--- WHAT THIS EXERCISE ASKS ---
1. In the inquest report, shorten the paragraph beginning "Mr Robinson, of Lydd Road" to a single tighter sentence that keeps its main facts.
2. Extend the inquest report by a few sentences, picking up after its final sentence.
== SUPPLIED PASSAGE ==
MYSTERY surrounds the death of a former soldier from Camber who died after collapsing in a bar in the Czech Republic.
Colin Robinson, 43, who was described as over six feet tall, healthy and fit, worked as a protection officer for a private security firm in Iraq an in quest at Hastings heard this week.
Mr Robinson, of Lydd Road, who served for 22 years in The Guards, had links with the Czech Republic as he had spent time there training NATO troops.
He died on Boxing Day 2011 when he collapsed moments after telling his airline pilot girlfriend that he felt ill.
The inquest heard that Mr Robinson had been perfectly fit and healthy before and had even gone for a run on Christmas Day.
He had drank five or six beers earlier in the day and was sitting at the bar of Cafe Moravan, in Vyskov, in the evening when he collapsed.
Paramedics tried in vain to resuscitate him.
The inquest heard that he had last served in Burma and had to pass strict medicals in London’s Harley Street before being employed as a protection officer.
Records in the Czech Republic said he died from heart failure but coroner Alan Craze queried this saying: “In this country that would not be enough to register a death without more of a medical cause.”
===
== ENTRIES SHOWN ==
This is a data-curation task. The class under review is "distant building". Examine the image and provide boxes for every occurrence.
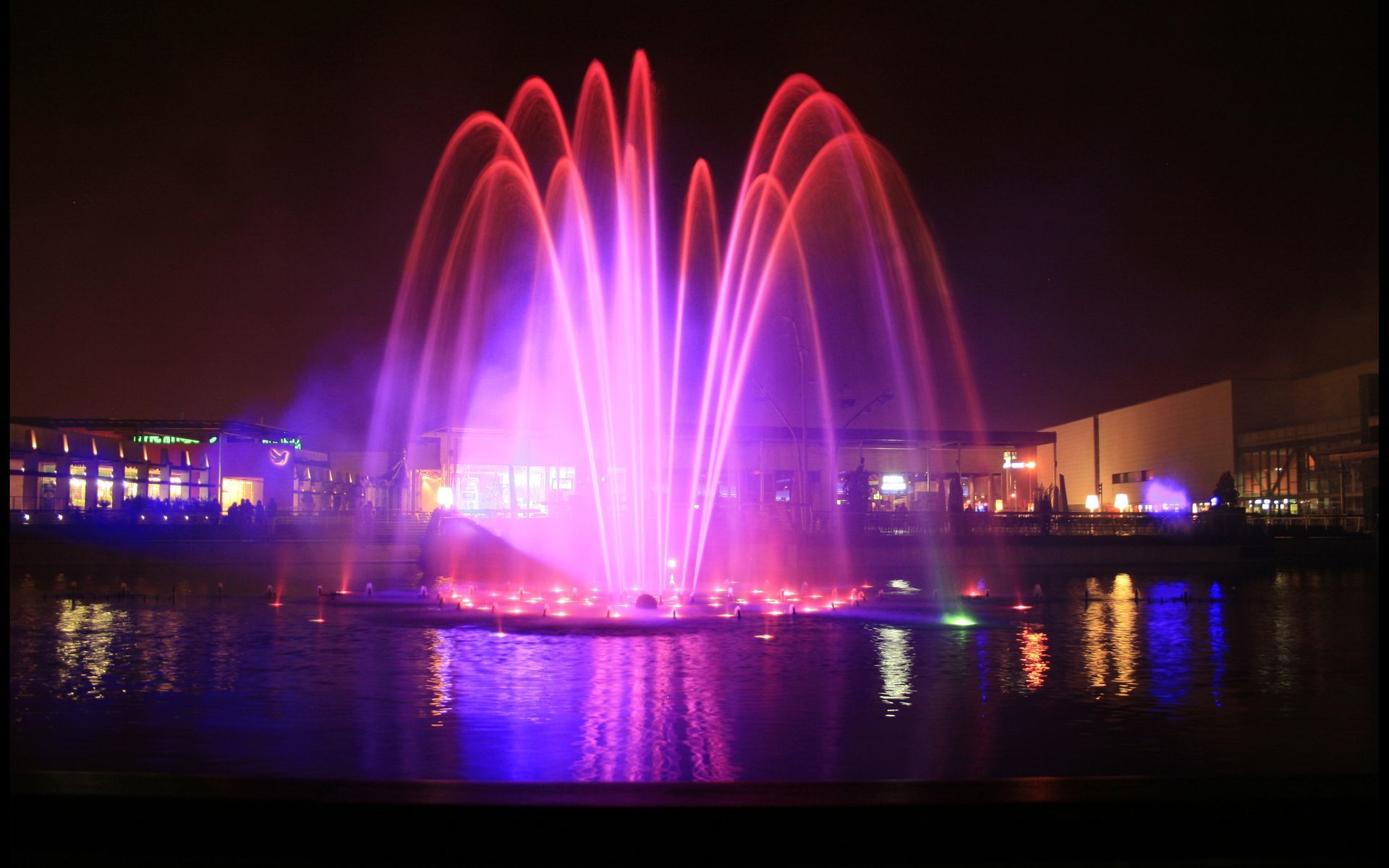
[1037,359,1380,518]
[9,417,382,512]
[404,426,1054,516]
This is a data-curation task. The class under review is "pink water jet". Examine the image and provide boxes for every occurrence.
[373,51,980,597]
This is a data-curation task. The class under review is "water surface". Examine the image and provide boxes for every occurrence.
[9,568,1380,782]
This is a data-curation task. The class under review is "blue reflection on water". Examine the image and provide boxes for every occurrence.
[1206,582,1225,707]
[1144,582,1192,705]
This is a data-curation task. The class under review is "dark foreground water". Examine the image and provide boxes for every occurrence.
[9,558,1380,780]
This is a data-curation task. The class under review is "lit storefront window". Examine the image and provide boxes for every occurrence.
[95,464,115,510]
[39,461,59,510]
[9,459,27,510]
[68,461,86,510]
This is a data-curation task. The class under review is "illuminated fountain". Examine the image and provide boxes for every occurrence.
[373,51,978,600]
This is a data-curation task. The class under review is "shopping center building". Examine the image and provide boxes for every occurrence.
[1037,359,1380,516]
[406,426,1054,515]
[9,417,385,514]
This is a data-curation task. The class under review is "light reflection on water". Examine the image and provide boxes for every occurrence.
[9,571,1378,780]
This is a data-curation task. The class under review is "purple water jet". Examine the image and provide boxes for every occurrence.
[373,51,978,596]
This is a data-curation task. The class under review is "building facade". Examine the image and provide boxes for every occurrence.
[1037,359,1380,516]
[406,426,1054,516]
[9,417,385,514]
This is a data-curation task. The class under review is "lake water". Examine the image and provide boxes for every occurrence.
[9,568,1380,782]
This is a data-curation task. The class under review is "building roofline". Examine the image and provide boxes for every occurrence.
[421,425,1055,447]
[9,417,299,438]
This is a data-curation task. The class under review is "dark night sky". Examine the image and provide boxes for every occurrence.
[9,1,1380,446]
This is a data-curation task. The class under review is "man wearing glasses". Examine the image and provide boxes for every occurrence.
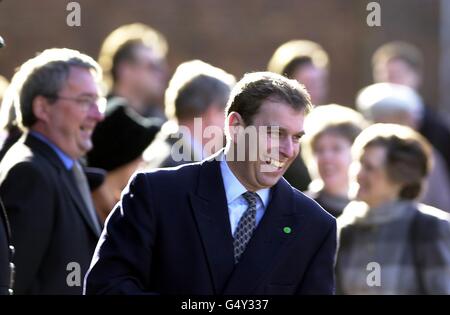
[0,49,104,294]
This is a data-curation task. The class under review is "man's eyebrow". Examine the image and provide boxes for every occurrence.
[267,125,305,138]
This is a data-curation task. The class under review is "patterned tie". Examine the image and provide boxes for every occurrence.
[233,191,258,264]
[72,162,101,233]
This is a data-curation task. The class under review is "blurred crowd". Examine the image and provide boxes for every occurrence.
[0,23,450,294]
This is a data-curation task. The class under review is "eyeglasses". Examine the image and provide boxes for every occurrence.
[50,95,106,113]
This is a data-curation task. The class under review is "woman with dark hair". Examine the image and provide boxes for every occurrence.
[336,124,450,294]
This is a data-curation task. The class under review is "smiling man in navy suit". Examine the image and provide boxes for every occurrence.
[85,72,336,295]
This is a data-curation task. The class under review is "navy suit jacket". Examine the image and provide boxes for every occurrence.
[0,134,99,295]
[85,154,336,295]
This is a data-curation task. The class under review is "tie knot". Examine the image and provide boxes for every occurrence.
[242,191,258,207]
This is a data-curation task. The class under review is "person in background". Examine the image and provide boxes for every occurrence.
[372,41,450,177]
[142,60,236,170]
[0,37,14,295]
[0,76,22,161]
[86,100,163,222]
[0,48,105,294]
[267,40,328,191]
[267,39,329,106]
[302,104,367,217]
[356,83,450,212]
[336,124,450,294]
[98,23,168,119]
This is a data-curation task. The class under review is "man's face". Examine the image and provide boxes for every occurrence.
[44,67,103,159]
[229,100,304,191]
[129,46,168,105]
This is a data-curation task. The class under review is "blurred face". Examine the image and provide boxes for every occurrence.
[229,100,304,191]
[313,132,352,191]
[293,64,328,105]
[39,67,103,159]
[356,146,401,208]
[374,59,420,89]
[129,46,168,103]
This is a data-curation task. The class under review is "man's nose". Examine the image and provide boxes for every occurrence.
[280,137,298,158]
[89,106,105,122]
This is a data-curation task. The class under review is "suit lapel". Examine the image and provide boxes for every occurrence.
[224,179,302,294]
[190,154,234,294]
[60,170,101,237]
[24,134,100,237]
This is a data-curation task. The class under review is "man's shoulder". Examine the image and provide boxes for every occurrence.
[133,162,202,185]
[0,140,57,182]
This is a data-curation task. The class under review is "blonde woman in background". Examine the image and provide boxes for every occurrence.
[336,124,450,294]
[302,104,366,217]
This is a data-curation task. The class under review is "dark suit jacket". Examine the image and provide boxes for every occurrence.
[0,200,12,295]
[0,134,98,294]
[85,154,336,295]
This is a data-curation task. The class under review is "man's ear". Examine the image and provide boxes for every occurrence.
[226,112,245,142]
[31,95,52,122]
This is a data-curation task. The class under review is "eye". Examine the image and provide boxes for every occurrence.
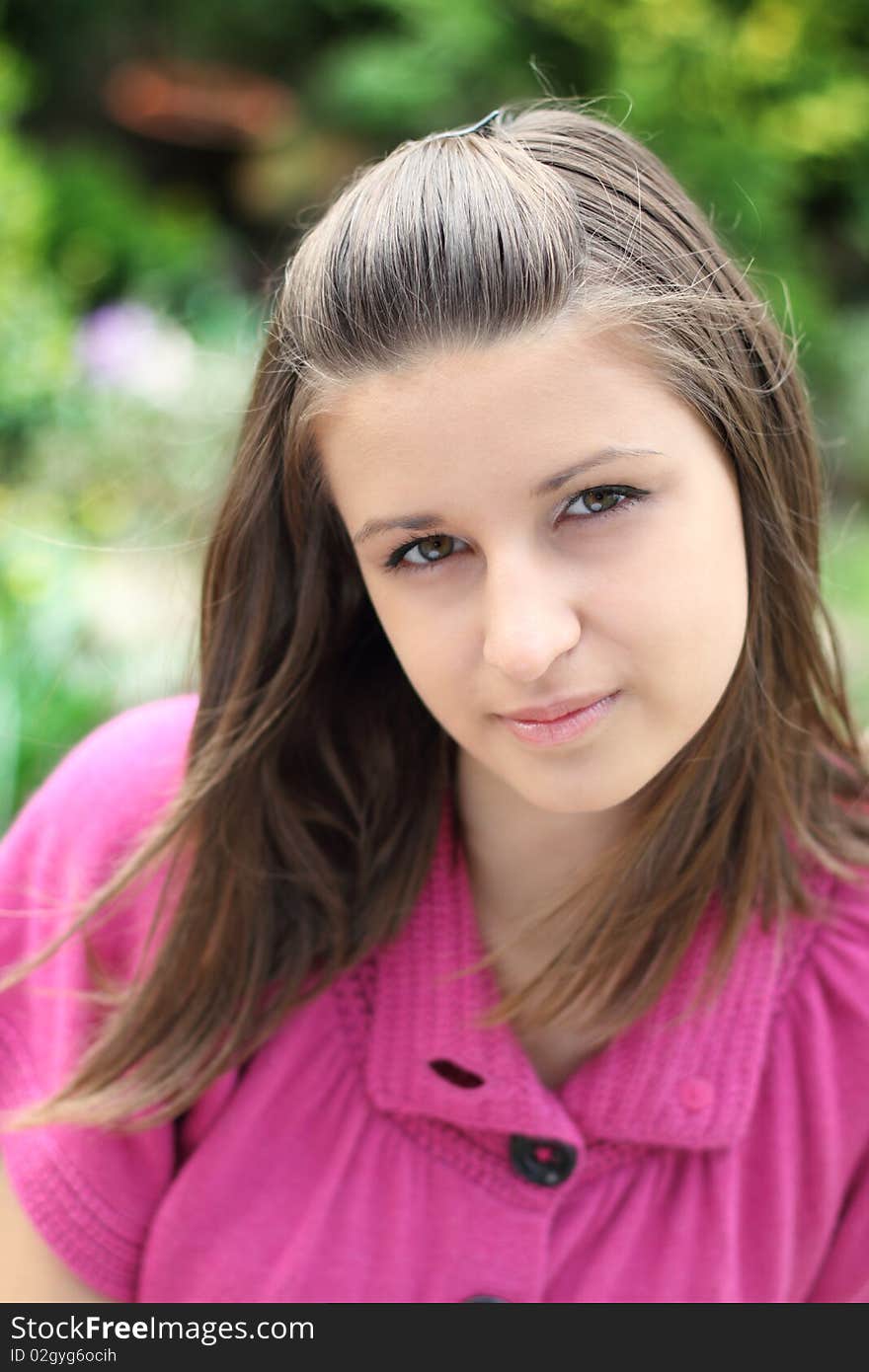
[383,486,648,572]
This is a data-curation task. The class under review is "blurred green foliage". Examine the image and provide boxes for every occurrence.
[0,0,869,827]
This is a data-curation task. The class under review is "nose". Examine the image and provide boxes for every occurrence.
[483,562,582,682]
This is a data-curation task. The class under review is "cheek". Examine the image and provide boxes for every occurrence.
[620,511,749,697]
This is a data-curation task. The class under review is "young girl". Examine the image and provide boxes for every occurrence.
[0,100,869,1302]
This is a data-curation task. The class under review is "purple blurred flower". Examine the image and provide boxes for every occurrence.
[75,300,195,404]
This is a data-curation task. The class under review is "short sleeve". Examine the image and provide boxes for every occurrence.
===
--- YOUR RESPONSES ---
1. A Lydd Road resident and 22-year veteran of The Guards, Mr Robinson had ties to the Czech Republic from training NATO troops there.

2.
Pathologist Dr Ian Hawley, who carried out a further examination when the body was returned to the UK, said: “He was a healthy young adult and was fit.”
Dr Hawley said there were no signs of external violence and he could find no evidence of heart disease or a stroke and told the coroner that death was unascertainable.
Alan Craze said: “You are left with the scenario of some sort of electrical or biochemical heart malfunction.”
Dr Hawley replied “Something was going on internally.”
Mr Craze said: “I would like to say he died from natural causes, but that would be speculation on my part.
“With all the uncertainty I must record an open verdict.”
Addressing Mr Robinson’s father and sister, he said: “His death would have been a huge shock to you and it is largely unexplained.”